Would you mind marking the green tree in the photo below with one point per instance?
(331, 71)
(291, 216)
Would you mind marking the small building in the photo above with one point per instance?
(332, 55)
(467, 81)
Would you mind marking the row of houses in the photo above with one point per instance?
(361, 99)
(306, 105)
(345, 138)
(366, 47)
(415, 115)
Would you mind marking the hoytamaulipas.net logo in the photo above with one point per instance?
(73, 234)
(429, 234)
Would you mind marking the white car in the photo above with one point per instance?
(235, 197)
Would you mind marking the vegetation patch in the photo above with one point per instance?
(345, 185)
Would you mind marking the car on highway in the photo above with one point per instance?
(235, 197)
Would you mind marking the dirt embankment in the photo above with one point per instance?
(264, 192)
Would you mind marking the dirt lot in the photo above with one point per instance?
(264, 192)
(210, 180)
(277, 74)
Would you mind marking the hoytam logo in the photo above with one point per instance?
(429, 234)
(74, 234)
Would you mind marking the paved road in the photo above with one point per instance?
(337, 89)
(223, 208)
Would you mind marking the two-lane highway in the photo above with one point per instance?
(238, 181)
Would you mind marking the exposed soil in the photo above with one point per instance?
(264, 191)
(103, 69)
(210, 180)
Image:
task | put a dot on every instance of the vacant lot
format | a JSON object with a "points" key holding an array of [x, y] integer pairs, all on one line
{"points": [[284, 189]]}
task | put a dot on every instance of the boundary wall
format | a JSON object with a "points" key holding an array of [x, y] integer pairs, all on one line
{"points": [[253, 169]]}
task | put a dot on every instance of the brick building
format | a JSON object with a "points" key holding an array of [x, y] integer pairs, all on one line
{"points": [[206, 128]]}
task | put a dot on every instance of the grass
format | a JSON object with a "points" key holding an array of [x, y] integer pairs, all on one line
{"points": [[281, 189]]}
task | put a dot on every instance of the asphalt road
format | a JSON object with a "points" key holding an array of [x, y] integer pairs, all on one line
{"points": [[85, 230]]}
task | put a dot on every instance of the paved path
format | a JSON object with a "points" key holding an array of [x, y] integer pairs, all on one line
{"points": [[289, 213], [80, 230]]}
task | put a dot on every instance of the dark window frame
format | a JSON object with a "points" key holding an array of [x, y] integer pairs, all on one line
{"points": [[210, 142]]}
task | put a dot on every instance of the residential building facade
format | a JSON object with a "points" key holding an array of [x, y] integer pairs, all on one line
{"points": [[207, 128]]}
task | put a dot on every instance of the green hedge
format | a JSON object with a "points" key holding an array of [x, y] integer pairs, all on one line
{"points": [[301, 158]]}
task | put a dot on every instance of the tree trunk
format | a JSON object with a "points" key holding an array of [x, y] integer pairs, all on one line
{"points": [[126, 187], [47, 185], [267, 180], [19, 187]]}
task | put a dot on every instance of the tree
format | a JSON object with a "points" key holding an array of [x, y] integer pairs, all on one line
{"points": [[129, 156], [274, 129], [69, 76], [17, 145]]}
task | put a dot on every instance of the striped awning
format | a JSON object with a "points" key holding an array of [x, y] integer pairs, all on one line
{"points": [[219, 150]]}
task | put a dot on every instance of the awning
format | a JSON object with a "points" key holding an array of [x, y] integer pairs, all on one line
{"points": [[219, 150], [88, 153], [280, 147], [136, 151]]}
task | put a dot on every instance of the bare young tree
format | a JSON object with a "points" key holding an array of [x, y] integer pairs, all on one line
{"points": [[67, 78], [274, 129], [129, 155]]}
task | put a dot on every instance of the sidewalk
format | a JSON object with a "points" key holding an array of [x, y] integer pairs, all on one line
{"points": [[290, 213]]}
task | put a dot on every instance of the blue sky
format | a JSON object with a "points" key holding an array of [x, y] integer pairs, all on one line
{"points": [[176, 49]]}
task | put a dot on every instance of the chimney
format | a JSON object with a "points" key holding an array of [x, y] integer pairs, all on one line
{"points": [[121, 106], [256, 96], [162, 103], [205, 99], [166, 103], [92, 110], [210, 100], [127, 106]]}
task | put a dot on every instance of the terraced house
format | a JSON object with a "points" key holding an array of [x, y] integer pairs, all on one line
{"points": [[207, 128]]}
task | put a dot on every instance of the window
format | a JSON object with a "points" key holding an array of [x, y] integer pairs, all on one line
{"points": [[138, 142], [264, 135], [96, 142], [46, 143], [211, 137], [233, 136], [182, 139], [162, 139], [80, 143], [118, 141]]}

------------------------------------------------

» **Instructions for the task**: Copy each line exactly, from the line containing "task | put a dot on every instance of the sidewalk" down to the last line of the material, and no other lines.

» **Solution to this task**:
task | put a dot on every instance of the sidewalk
format | a JSON object with a "points" key holding an array of [x, y] integer pairs, all on one line
{"points": [[290, 213]]}
task | put a dot on every instance of the blue sky
format | a JSON object with a "points" key holding an array of [x, y] integer pairs, all on one line
{"points": [[176, 49]]}
task | put a dot on every instance of the chimney
format | a JSON object with a "points" key holding an array of [x, y] integer pairs, all on one line
{"points": [[121, 106], [256, 96], [162, 103], [205, 99], [166, 103], [92, 110], [210, 100], [127, 106]]}
task | put a dot on every instance of the terraced house
format | a JSON object with a "points" key holding an array of [x, y] integer pairs, all on one line
{"points": [[207, 128]]}
task | put a dot on every instance of the window
format | a JSON object with a "points" key holding an array of [x, y] integer pairs, all on one line
{"points": [[138, 142], [264, 135], [96, 142], [46, 143], [211, 137], [233, 136], [182, 139], [162, 139], [80, 143], [118, 141]]}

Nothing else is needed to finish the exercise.